> **WHAT YOU SHOULD DO**:
List each distinct username that appears as a post heading (a line beginning with "##") in the forum thread, in order of first appearance.

> **PAGE EXTRACT**:

--*--

I named three recent ones. That list is way too long.

Shaking your fist at a flag, stomping your feet and throwing a fit about a flag doesn't change a thing.


----------



## Tricky Grama

mmoetc said:


> Easy to do when it's just you. A little tougher to do when it flys over the building where laws representing all are made and administered.


Which building? You do know it did not-at the present time-fly over S.C. capital? It WAS flown there under dem govs but a while back a R gov took it down & it flew over the lawn instead.


----------



## Irish Pixie

Jolly said:


> Some of the Irish signed up. Many were bought and paid for, especially early in the war.
> 
> Your family fought in the war?
> 
> Mine did, and there ain't a Big House within 30 miles of here, in any direction. So no, I don't believe I'd say the vast majority of Southerners fought for the plantation owners.


I didn't say that the vast majority of southerners fought for plantation owners, did I? Why must you continuously put words in my mouth? I don't like it. 

Of course some of the Irish signed up, they were penniless. What's your point? They were much like the average confederate solder.


----------



## Irish Pixie

HDRider said:


> I named three recent ones. That list is way too long.
> 
> *Shaking your fist at a flag, stomping your feet and throwing a fit about a flag doesn't change a thing*.


Apparently it does... flags are coming off government buildings all over the south.


----------



## HDRider

Irish Pixie said:


> Apparently it does... flags are coming off government buildings all over the south.


And that is the best example of shallow thinking that everyone should be wary of.


----------



## Irish Pixie

HDRider said:


> And that is the best example of shallow thinking that everyone should be wary of.


I'm sure you think that's true.


----------



## gapeach

mmoetc said:


> Easy to do when it's just you. A little tougher to do when it flys over the building where laws representing all are made and administered.


It does not fly over that building. It flys over a Confederate Memorial which to me was appropriate.
It will soon be removed and hopefully the controversy will move on.

You cannot change history but you can move on. If the country starts removing everthing that ever had any reference to having slaves, then the Washington Memorial would have to be taken down. George Washington had slaves.

I am tired of this issue and apologize to anyone here if I offended anyone. I feel very strongly about my Southern roots even though I have never believed in slavery of anyone and I am thankful that I grew up in South Carolina and learned the history of South Carolina, every bit of it.


----------



## HDRider

Irish Pixie said:


> I'm sure you think that's true.


I really really do believe nothing changes by removing a symbol.

It is beyond me how you think it changes what is in people's hearts and minds. 

If anything it just inflames the issue even more. At best it puts a little cover over the issue. Regardless, racism is still there and will be as long as we look in all the wrong places to find racism and shine lights on symbols and not the reasons racism is as strong today as it has ever been.

I must be wrong though, you , and those like you, are so much smarter and enlightened than me.

--*--

Stored items from a collection
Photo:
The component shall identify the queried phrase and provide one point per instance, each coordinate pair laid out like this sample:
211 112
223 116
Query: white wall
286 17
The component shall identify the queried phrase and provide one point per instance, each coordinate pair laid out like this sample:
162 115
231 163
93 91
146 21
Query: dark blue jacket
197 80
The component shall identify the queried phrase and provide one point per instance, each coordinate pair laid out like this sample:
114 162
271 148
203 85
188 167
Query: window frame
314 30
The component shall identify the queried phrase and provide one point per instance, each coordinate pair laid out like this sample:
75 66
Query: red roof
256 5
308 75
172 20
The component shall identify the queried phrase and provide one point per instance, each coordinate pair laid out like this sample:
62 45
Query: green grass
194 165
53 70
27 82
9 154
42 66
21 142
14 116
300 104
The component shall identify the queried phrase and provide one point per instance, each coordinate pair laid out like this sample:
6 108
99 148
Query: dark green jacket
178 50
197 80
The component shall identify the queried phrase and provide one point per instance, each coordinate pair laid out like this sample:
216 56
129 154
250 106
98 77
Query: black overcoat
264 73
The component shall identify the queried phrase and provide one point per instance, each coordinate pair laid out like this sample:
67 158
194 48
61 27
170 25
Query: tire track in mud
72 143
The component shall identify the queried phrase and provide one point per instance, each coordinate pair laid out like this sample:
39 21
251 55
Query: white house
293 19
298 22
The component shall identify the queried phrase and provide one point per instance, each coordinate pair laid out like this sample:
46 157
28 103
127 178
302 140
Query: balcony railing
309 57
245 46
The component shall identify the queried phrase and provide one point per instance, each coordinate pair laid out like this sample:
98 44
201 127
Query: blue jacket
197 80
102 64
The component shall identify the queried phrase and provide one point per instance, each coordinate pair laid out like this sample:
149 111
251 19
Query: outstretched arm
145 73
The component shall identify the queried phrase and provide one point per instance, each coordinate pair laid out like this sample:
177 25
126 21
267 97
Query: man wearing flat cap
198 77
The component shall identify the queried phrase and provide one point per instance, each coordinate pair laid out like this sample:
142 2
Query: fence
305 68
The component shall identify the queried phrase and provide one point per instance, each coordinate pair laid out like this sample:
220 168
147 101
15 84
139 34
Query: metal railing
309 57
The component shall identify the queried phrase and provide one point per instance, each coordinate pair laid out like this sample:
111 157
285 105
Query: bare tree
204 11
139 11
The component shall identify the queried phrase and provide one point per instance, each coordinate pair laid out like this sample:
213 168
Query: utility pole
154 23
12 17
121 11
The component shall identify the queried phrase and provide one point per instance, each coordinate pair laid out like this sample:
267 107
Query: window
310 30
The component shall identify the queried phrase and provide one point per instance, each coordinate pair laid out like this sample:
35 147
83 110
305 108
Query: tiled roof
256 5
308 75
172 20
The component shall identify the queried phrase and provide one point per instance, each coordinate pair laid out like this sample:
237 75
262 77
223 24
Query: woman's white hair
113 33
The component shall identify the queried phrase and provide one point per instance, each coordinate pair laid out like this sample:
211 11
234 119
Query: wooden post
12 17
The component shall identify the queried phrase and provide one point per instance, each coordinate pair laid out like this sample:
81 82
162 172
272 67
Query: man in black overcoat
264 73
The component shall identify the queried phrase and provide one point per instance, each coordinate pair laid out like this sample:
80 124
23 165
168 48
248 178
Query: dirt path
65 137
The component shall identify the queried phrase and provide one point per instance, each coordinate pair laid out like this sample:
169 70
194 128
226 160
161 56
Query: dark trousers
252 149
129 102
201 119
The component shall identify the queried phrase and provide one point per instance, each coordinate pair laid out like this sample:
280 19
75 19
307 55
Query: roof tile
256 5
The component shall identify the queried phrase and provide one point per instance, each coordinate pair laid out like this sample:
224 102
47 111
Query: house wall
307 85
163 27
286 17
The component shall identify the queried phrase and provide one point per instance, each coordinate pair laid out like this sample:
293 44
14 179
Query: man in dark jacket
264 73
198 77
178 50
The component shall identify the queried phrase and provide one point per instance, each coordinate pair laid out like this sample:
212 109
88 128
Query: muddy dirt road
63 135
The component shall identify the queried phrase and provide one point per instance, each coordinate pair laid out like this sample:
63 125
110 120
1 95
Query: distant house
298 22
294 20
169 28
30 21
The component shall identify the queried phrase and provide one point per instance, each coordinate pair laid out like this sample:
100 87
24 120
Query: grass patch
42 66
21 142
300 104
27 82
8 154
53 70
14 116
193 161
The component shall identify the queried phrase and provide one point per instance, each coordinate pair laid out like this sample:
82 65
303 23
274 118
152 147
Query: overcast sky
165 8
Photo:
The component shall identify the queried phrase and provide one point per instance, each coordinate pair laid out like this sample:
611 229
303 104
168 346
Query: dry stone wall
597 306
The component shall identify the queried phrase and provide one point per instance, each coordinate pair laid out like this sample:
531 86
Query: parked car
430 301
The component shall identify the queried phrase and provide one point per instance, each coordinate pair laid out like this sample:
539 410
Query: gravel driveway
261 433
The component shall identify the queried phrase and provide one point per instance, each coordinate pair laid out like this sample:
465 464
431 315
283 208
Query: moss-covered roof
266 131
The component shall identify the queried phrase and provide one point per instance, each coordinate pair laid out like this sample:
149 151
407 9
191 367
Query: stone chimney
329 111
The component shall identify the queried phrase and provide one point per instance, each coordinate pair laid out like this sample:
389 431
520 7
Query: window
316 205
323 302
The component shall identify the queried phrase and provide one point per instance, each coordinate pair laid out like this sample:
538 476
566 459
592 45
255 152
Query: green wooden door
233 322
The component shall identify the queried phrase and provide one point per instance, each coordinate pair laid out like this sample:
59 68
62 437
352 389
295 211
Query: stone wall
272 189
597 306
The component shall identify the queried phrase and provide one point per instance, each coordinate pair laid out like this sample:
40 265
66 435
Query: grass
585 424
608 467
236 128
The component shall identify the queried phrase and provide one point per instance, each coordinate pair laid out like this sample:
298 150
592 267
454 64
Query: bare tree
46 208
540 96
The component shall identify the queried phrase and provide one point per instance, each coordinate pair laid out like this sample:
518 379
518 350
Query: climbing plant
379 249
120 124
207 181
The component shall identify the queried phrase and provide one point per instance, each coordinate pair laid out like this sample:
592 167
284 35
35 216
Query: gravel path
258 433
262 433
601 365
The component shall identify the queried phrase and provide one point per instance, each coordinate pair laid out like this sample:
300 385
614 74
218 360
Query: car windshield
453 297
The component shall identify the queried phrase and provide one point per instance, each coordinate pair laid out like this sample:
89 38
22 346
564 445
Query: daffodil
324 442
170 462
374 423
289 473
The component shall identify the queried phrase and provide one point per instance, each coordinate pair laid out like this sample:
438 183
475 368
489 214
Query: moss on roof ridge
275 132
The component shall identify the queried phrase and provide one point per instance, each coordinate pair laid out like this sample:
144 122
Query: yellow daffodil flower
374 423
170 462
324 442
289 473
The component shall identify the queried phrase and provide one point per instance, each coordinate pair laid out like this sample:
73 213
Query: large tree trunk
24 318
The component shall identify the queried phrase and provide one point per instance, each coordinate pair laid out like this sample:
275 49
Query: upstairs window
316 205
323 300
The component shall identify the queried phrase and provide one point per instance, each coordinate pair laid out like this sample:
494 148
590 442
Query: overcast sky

--*--

> **FINAL RESULT**:
Tricky Grama, Irish Pixie, HDRider, gapeach